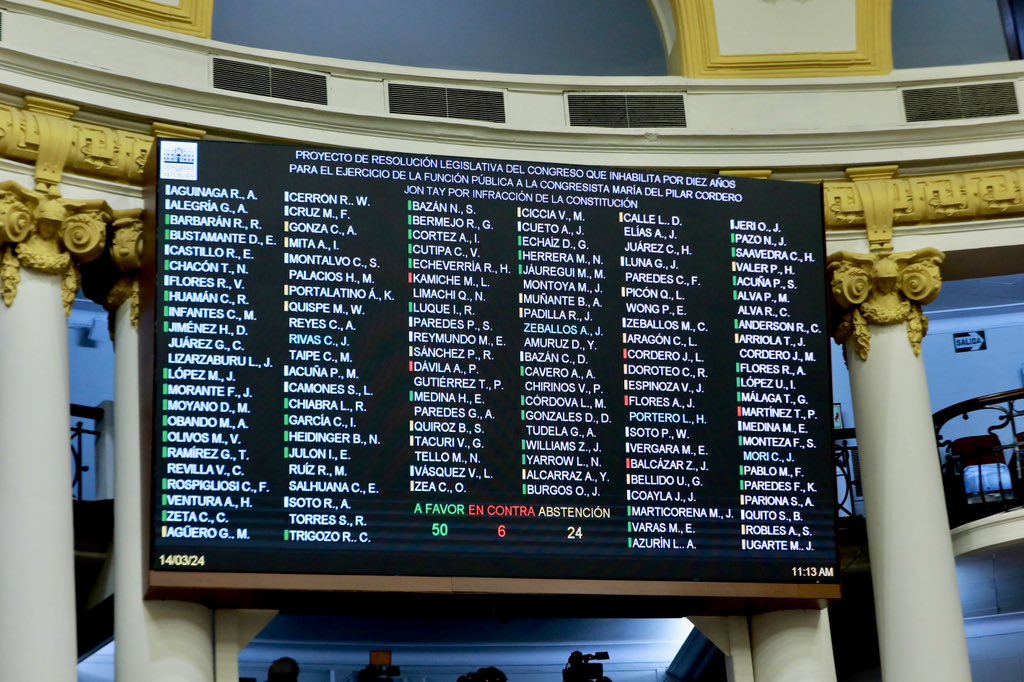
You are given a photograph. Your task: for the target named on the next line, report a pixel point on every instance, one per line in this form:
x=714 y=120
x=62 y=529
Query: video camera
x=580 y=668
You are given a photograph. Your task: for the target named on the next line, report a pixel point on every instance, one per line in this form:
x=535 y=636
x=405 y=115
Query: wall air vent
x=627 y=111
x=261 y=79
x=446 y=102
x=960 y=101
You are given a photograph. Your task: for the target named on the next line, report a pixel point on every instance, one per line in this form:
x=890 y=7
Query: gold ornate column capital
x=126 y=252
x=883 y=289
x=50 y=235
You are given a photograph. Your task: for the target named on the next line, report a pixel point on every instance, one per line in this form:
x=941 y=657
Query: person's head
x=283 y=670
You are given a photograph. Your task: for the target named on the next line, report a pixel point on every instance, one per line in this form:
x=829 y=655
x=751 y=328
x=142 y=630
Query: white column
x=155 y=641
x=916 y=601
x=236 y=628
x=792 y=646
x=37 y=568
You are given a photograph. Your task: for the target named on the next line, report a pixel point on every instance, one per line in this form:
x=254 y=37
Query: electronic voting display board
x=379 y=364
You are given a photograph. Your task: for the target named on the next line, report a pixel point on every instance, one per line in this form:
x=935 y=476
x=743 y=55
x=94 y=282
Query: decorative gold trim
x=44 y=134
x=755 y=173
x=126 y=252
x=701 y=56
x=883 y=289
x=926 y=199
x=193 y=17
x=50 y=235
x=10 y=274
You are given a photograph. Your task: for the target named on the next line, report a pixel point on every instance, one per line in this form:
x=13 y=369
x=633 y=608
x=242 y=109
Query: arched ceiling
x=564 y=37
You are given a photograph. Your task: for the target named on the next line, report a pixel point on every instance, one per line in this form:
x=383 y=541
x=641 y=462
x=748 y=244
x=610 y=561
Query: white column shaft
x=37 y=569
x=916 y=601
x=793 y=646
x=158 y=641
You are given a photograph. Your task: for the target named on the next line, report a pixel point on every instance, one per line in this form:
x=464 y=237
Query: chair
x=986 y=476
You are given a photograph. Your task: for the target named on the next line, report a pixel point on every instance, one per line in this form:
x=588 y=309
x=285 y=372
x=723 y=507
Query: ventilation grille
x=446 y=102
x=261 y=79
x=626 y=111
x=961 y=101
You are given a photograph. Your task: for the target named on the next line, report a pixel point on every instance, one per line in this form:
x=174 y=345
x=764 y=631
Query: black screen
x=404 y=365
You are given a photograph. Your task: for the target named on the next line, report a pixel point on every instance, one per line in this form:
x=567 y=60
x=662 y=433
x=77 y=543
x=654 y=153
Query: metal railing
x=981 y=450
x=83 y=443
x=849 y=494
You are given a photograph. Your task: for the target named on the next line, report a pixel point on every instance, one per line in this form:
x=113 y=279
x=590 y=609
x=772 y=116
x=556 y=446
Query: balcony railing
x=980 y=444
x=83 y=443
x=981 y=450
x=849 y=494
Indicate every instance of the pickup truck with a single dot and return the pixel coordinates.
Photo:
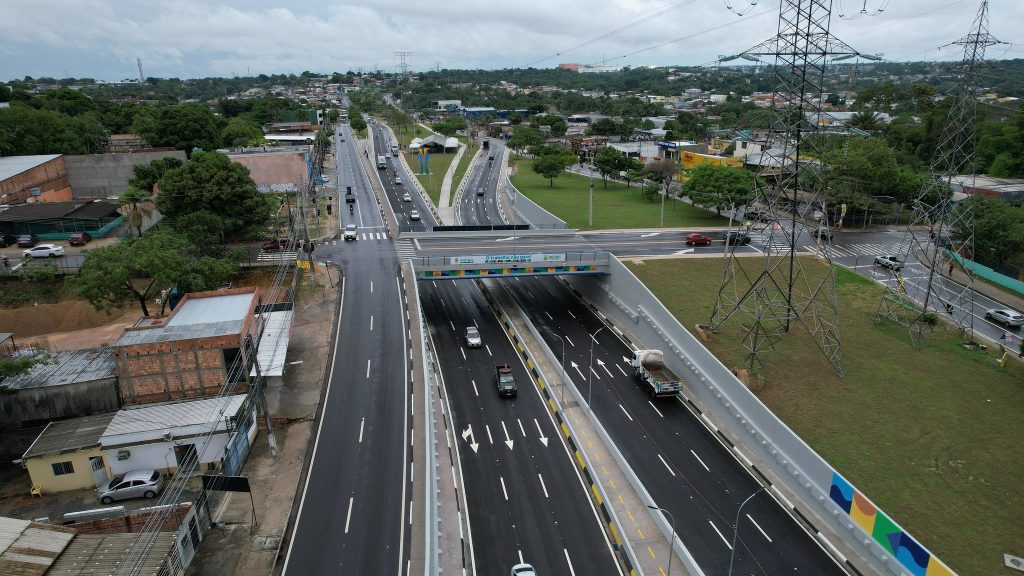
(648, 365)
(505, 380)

#### What is being asked
Repeat the lines above precisely and skip every picture.

#### Result of this exercise
You are given a photograph. Your task: for the target named on the next line, report a pixel point on every instance, one per line in this form:
x=714 y=120
x=62 y=529
Query: video camera
x=580 y=668
You are given a photograph. Your task: for the target named on the next line, report a pixel point on every instance, one per line in this form:
x=535 y=636
x=405 y=115
Query: wall air vent
x=627 y=111
x=261 y=79
x=446 y=102
x=960 y=101
You are given a photograph. Your task: for the target named on the next line, report a pixel point on every instance, one per line in this form:
x=890 y=7
Query: gold ornate column capital
x=126 y=252
x=883 y=289
x=50 y=235
You are given a photograph. Your task: for the target named on the next line, report a pixel point on every instance, one per line in this form:
x=941 y=657
Query: person's head
x=283 y=670
You are given a photograph. Your task: for the target named on the next line, report a pixel point on every instance, one per line in this form:
x=829 y=655
x=751 y=328
x=142 y=630
Query: white column
x=155 y=641
x=916 y=601
x=236 y=628
x=792 y=646
x=37 y=568
You are given a photograph. Your task: for the target named on the next line, report a pixel point on every instance, one per line in this form:
x=254 y=37
Query: electronic voting display board
x=379 y=364
You are given a photograph. Your task: for the target named on the next line, report a pixel point on every instance, one per line in this form:
x=935 y=476
x=743 y=55
x=94 y=282
Query: decorative gold trim
x=44 y=134
x=755 y=173
x=126 y=252
x=701 y=56
x=883 y=289
x=926 y=199
x=193 y=17
x=50 y=235
x=10 y=274
You are given a photograph. Your task: for the target named on the next line, report a pixel point on every instance, one per line in this form:
x=13 y=369
x=633 y=608
x=242 y=109
Query: arched ceiling
x=564 y=37
You are given a photograph. Your task: for the target named on the next line, report a pixel point on every instance, one per line in this form:
x=383 y=541
x=641 y=462
x=748 y=244
x=610 y=561
Query: white column shaft
x=37 y=569
x=916 y=601
x=793 y=646
x=158 y=641
You are given a photograph. Your task: for the target named on the next line, report a pixel point on every instance, one per line in this form:
x=464 y=237
Query: chair
x=986 y=476
You are given a photograph. Your task: for the target named on the next line, report a pixel point on every instance, one per line in this form:
x=588 y=309
x=285 y=372
x=723 y=507
Query: ventilation grille
x=446 y=102
x=261 y=79
x=626 y=111
x=961 y=101
You are given a photograph. Your task: for the target named on the next line, report a pixel point on every instance, one per line in this form:
x=174 y=345
x=764 y=631
Query: black screen
x=404 y=365
You are given a photograph. Your task: for the target named on the next line, report a pixel point on every instance, one per line in this form:
x=567 y=60
x=662 y=433
x=77 y=543
x=654 y=153
Query: metal railing
x=981 y=450
x=83 y=443
x=849 y=494
You are given a photograph. Your task: for the target named on the next line, report a pixel point on every instance, one per line in this form:
x=113 y=279
x=590 y=609
x=772 y=116
x=556 y=446
Query: balcony railing
x=980 y=444
x=83 y=443
x=981 y=450
x=849 y=494
Indicate every instance of the pickup truck with a single dot and return the pixel coordinates.
Photo:
(648, 365)
(505, 380)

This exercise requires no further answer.